---------- Given text ----------

The New Indian Express last week reported MDP international spokesman, Hamid Abdul Ghafoor, as saying that “India, the US and the EU are backing opposition moves to oust Yameen’s dictatorial government by legal means.” Ghafoor was in Colombo but claimed he did not know of Nasheed’s presence.
During his weekly press briefing, Sri Lankan Health Minister Rajitha Senaratne did not confirm the presence of Nasheed and other opposition leaders in Colombo but did not deny it either. He referred to Nasheed’s political activities in Sri Lanka during the previous government of President Mahinda Rajapakse and added that “he must be doing the same thing even now.”
Rajapakse, who was regarded as too close to China, was ousted in January last year in a US-backed regime-change operation in the Sri Lankan presidential election. Since Maithripala Sirisena was installed as president, the Sri Lanka government has played an increasingly active role on Washington’s behalf. It mediated Nasheed’s release and his travel last year to the UK.
Yameen clearly feels under siege. The country’s courts last week issued arrest warrants for Nasheed, Jameel and MDP senior official Akram Kamldeen, who are also in exile in the UK. Police raided Nasheed’s house in the capital of Male.
The government recently rammed a strict defamation law through the parliament that allows for jail terms and steep fines for journalists. The defence ministry has barred soldiers from meeting politicians and foreign diplomats, political party leaders and political activists without prior permission from senior officials.
The crisis surrounding Yameen has deepened in recent months, with rifts in the ruling Maldives Progressive Party (MPP). Gayoom, Yameen’s half-brother and MPP president, recently opposed land laws that allow foreign freehold ownership, following criticism in the Indian media that the legislation will pave the way for China to set up military bases.

---------- Material supplied ----------

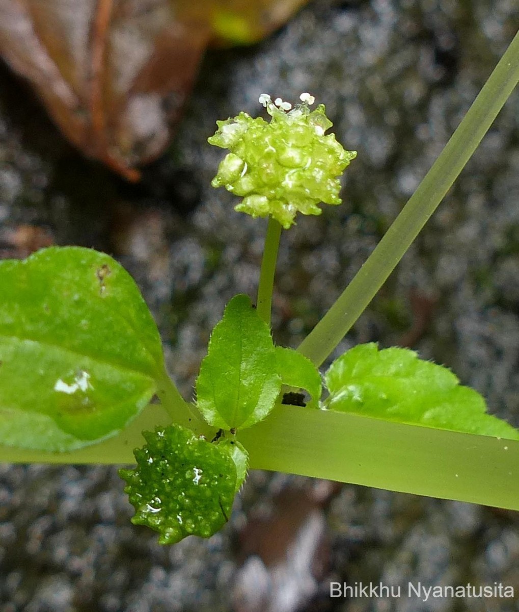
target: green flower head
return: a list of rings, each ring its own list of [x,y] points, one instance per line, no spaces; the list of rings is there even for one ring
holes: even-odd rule
[[[210,144],[228,149],[213,187],[223,186],[243,197],[235,210],[252,217],[271,215],[288,229],[296,213],[320,215],[317,206],[340,204],[339,177],[356,151],[347,151],[333,134],[325,132],[332,122],[320,104],[315,110],[309,94],[301,103],[262,94],[259,102],[271,116],[270,122],[246,113],[225,121],[208,139]]]

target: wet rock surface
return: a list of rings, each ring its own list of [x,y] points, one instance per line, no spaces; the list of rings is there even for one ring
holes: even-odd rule
[[[296,346],[441,151],[515,33],[514,8],[508,0],[314,2],[253,48],[207,54],[168,154],[137,186],[81,159],[2,70],[2,255],[24,256],[24,248],[42,241],[114,254],[142,288],[170,371],[189,395],[224,305],[237,293],[254,294],[265,229],[264,222],[232,212],[230,194],[209,186],[223,154],[206,139],[217,119],[238,110],[257,114],[262,92],[296,100],[309,91],[358,156],[345,173],[343,205],[300,218],[282,239],[274,334]],[[413,348],[452,367],[516,426],[518,106],[516,92],[336,351],[358,342],[403,341],[424,304],[433,304]],[[31,240],[21,240],[21,226],[33,228]],[[304,596],[290,600],[290,608],[271,594],[278,583],[263,549],[263,558],[259,551],[251,556],[242,536],[248,517],[271,516],[275,508],[282,521],[285,487],[300,495],[315,483],[252,473],[221,532],[169,548],[130,523],[123,486],[113,467],[1,466],[1,612],[518,609],[510,600],[328,596],[330,580],[401,585],[403,592],[409,582],[501,582],[519,592],[516,513],[344,485],[326,504],[311,504],[305,541],[322,536],[323,517],[326,534],[322,545],[298,549],[315,563],[306,566],[311,580],[300,575]],[[292,542],[309,524],[300,519],[285,528],[294,532]],[[240,599],[238,579],[247,563],[251,590]]]

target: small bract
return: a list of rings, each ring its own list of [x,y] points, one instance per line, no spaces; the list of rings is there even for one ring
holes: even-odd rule
[[[224,121],[208,139],[210,144],[228,149],[220,163],[213,187],[224,187],[243,200],[235,210],[252,217],[271,215],[288,229],[296,213],[320,215],[317,206],[340,204],[339,177],[356,151],[345,151],[333,134],[325,106],[315,110],[308,93],[292,108],[290,102],[262,94],[259,102],[270,122],[246,113]]]

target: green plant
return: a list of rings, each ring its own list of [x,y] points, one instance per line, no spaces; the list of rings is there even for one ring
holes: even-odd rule
[[[249,467],[519,509],[519,433],[445,368],[359,345],[317,370],[383,283],[519,80],[515,37],[467,115],[350,285],[297,351],[270,329],[282,226],[339,203],[355,154],[324,107],[267,95],[267,123],[240,113],[210,142],[229,148],[213,181],[268,222],[257,299],[227,304],[186,402],[167,375],[138,289],[108,256],[51,248],[0,263],[0,458],[124,463],[134,522],[162,543],[228,519]],[[306,392],[306,395],[301,390]],[[159,405],[150,404],[156,395]],[[409,460],[413,456],[413,461]]]

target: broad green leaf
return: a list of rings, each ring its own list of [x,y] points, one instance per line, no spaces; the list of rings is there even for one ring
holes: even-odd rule
[[[281,386],[268,326],[247,296],[226,307],[196,380],[197,406],[210,424],[249,427],[274,406]]]
[[[292,348],[276,347],[276,356],[283,384],[306,389],[311,397],[308,406],[317,408],[321,397],[321,375],[312,362]]]
[[[160,338],[116,261],[52,247],[0,262],[0,442],[71,450],[114,435],[149,403]]]
[[[379,351],[372,343],[359,345],[331,364],[325,382],[331,410],[519,439],[519,431],[487,414],[479,394],[408,349]]]
[[[134,451],[137,467],[119,471],[135,508],[132,523],[158,531],[161,544],[210,537],[230,515],[237,490],[231,452],[179,425],[143,435],[147,444]]]

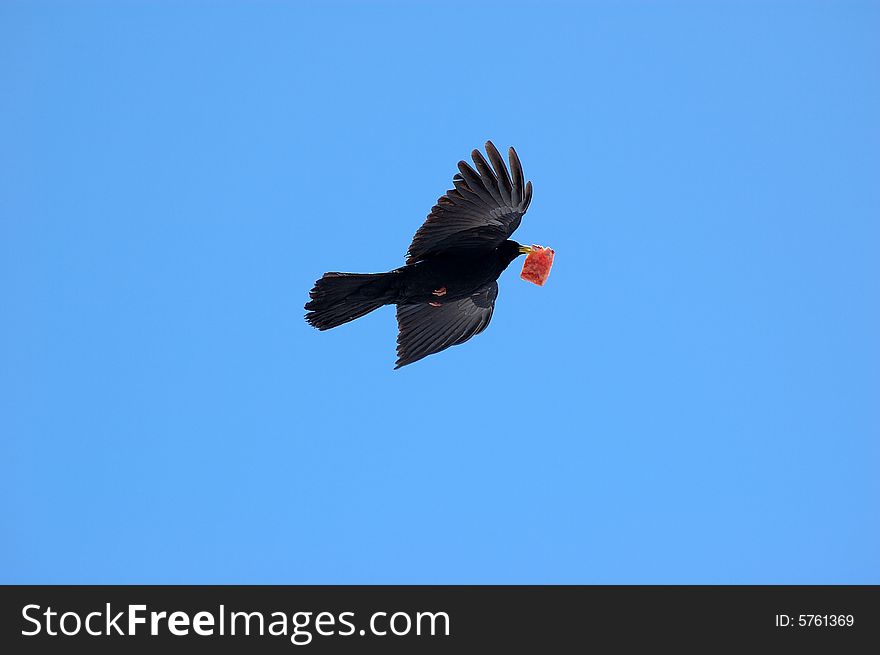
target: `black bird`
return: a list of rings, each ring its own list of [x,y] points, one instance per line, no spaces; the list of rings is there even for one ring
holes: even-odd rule
[[[510,174],[491,141],[458,162],[455,185],[413,237],[406,265],[388,273],[325,273],[309,292],[306,320],[329,330],[382,305],[397,305],[397,365],[412,364],[486,329],[498,276],[532,251],[509,239],[532,200],[532,183],[510,148]]]

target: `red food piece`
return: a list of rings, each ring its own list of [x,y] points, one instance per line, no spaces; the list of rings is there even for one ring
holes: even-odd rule
[[[523,270],[519,276],[526,282],[532,282],[539,287],[544,286],[550,277],[550,268],[553,266],[553,248],[532,246],[532,252],[526,256]]]

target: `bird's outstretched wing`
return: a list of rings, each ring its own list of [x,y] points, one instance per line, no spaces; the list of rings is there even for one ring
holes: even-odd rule
[[[397,365],[412,364],[486,329],[495,309],[498,283],[492,282],[462,300],[433,307],[427,303],[397,306]]]
[[[416,232],[407,264],[447,250],[494,247],[519,227],[532,201],[532,183],[524,182],[513,148],[508,153],[510,174],[491,141],[486,142],[486,154],[491,166],[479,150],[471,153],[477,170],[458,162],[455,188],[437,201]]]

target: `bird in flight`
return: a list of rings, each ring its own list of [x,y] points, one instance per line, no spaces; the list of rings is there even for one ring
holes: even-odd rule
[[[325,273],[309,292],[306,321],[329,330],[383,305],[397,305],[398,369],[485,330],[498,277],[519,255],[529,255],[523,278],[543,284],[553,251],[510,240],[532,200],[532,183],[524,181],[513,148],[510,172],[491,141],[486,155],[488,161],[479,150],[471,153],[476,170],[458,162],[455,188],[431,209],[404,266],[387,273]],[[528,276],[530,266],[543,270]]]

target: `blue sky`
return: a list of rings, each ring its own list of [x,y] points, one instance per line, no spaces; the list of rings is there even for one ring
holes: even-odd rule
[[[2,3],[0,582],[880,583],[878,28]],[[488,138],[547,286],[311,329]]]

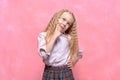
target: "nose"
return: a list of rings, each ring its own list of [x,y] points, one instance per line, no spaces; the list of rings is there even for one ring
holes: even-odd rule
[[[66,24],[67,24],[67,22],[66,22],[66,21],[64,21],[64,22],[63,22],[63,25],[64,25],[64,26],[66,26]]]

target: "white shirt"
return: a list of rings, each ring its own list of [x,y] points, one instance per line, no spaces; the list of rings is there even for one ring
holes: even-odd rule
[[[50,51],[50,55],[46,54],[46,40],[45,40],[46,32],[41,32],[38,35],[38,53],[43,58],[43,62],[46,65],[51,66],[62,66],[67,65],[70,57],[69,57],[69,40],[65,34],[61,34],[52,50]],[[78,59],[82,56],[82,50],[79,49]]]

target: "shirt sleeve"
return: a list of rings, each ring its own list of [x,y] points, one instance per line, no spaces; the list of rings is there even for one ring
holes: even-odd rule
[[[43,59],[48,58],[48,54],[46,53],[46,40],[45,40],[45,34],[44,33],[39,33],[38,35],[38,53]]]

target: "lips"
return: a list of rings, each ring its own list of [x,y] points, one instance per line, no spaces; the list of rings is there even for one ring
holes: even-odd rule
[[[59,24],[59,25],[60,25],[60,27],[61,27],[62,29],[64,29],[64,28],[65,28],[63,24]]]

----------

#### [Task to carry out]
Set down a portion of the article on the Maldives crisis word for word, starting at the words "The crisis surrounding" and stopping after the words "up military bases.". The entries come from a source separate from the article on the Maldives crisis.

#### [Written answer]
The crisis surrounding Yameen has deepened in recent months, with rifts in the ruling Maldives Progressive Party (MPP). Gayoom, Yameen’s half-brother and MPP president, recently opposed land laws that allow foreign freehold ownership, following criticism in the Indian media that the legislation will pave the way for China to set up military bases.